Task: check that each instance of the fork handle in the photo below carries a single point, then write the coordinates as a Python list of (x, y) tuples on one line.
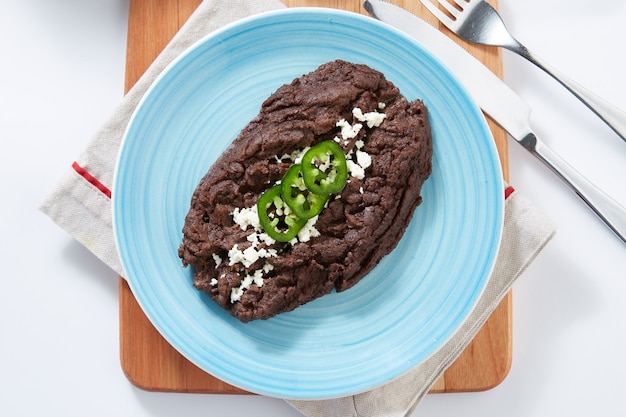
[(610, 114), (609, 210)]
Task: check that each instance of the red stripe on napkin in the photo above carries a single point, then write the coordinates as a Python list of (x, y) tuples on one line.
[(91, 179), (508, 191)]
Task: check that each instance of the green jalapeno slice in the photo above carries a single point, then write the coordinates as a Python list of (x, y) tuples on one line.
[(276, 218), (324, 168), (304, 203)]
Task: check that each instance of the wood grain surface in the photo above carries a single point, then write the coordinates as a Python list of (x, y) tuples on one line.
[(152, 364)]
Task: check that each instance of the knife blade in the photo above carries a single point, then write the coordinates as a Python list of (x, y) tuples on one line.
[(502, 104)]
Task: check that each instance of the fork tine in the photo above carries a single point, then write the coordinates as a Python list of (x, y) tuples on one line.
[(443, 18), (450, 7), (463, 3)]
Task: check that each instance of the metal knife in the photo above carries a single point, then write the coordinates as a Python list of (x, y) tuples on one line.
[(501, 103)]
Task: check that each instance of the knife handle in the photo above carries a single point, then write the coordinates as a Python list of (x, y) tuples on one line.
[(609, 210)]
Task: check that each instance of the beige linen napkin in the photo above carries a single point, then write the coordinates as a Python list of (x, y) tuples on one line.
[(81, 204)]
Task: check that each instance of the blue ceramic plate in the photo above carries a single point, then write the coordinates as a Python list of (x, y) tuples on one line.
[(340, 344)]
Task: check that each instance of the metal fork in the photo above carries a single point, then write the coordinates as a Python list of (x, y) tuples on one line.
[(478, 22)]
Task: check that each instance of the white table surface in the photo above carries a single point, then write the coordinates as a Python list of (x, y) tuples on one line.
[(62, 73)]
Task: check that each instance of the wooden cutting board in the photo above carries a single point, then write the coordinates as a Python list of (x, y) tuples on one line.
[(151, 363)]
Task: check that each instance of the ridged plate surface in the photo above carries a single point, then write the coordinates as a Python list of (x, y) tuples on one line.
[(340, 344)]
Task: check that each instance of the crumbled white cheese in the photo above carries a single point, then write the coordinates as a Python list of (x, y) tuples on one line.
[(363, 159), (349, 131), (235, 294)]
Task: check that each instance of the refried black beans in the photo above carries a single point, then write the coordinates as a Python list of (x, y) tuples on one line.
[(256, 278)]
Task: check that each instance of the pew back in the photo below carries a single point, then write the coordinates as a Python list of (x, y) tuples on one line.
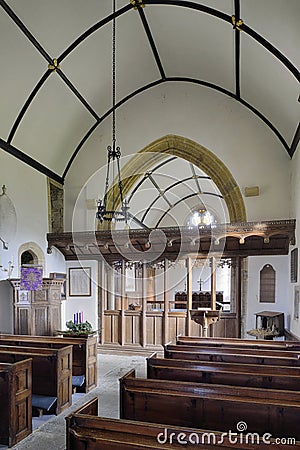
[(232, 355), (51, 371), (268, 377), (15, 401), (215, 407), (84, 352), (238, 343), (86, 430)]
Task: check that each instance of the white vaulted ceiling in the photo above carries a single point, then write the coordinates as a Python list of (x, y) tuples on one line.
[(47, 115)]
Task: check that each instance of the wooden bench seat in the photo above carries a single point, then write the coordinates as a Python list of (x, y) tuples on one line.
[(238, 343), (84, 353), (51, 371), (268, 377), (15, 401), (86, 430), (215, 407), (245, 356)]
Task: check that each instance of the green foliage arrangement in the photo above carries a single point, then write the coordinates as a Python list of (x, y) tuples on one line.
[(79, 328)]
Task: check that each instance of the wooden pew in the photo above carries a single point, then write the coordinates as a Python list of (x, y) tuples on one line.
[(245, 356), (84, 353), (15, 402), (268, 377), (212, 407), (51, 372), (85, 430), (238, 343)]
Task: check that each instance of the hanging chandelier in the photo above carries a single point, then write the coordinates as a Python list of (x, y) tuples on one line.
[(106, 207)]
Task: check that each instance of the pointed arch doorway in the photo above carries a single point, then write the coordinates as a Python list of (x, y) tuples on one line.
[(209, 163)]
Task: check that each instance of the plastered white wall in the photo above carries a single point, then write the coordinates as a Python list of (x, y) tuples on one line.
[(281, 266), (6, 307), (89, 305), (27, 189), (248, 148)]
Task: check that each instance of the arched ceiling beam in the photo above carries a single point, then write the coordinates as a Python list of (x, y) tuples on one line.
[(32, 39), (181, 200), (171, 187), (185, 4), (153, 170), (245, 28), (179, 79), (30, 161)]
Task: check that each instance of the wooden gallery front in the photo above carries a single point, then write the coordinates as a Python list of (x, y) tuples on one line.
[(147, 291)]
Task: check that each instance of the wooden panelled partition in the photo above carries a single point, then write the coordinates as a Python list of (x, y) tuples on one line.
[(133, 322)]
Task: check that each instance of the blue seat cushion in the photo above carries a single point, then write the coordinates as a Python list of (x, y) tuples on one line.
[(78, 380), (43, 401)]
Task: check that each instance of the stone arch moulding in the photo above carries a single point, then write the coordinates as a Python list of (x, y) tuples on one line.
[(34, 248), (196, 154)]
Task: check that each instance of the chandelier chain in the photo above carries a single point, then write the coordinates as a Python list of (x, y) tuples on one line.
[(114, 78)]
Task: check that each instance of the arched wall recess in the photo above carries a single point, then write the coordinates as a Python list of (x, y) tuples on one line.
[(194, 153), (32, 247)]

(TASK) Set down every line above, word for word, from the line containing "Task: check that each instance of the refried" down to the line containing "407), (245, 356)]", both ends included. Leave the pictures out.

(COMPLETE OUTPUT)
Task: check that each instance of the refried black beans in the photo above carries a single point, then write the coordinates as a Python list of (x, y) tuples on one line.
[(256, 278)]
Task: check that each instance of the pew back in the photo below carries a single point, then write the coordinates as a Python list of (x, y) tuples on one line.
[(232, 355), (51, 371), (268, 377), (15, 401), (215, 407), (84, 352), (238, 343), (86, 430)]
Task: check that each instance of the white vaulted ceiling in the photo above carries a single point, then write the coordinates as a Python list of (x, y) tuples on one line.
[(47, 115)]
Task: check that each instance of the wooden bench seat in the photo above carries a single point, then write the coordinates as a Python list of (x, y) tuples on one line.
[(238, 343), (84, 353), (51, 371), (268, 377), (15, 401), (86, 430), (215, 407), (245, 356)]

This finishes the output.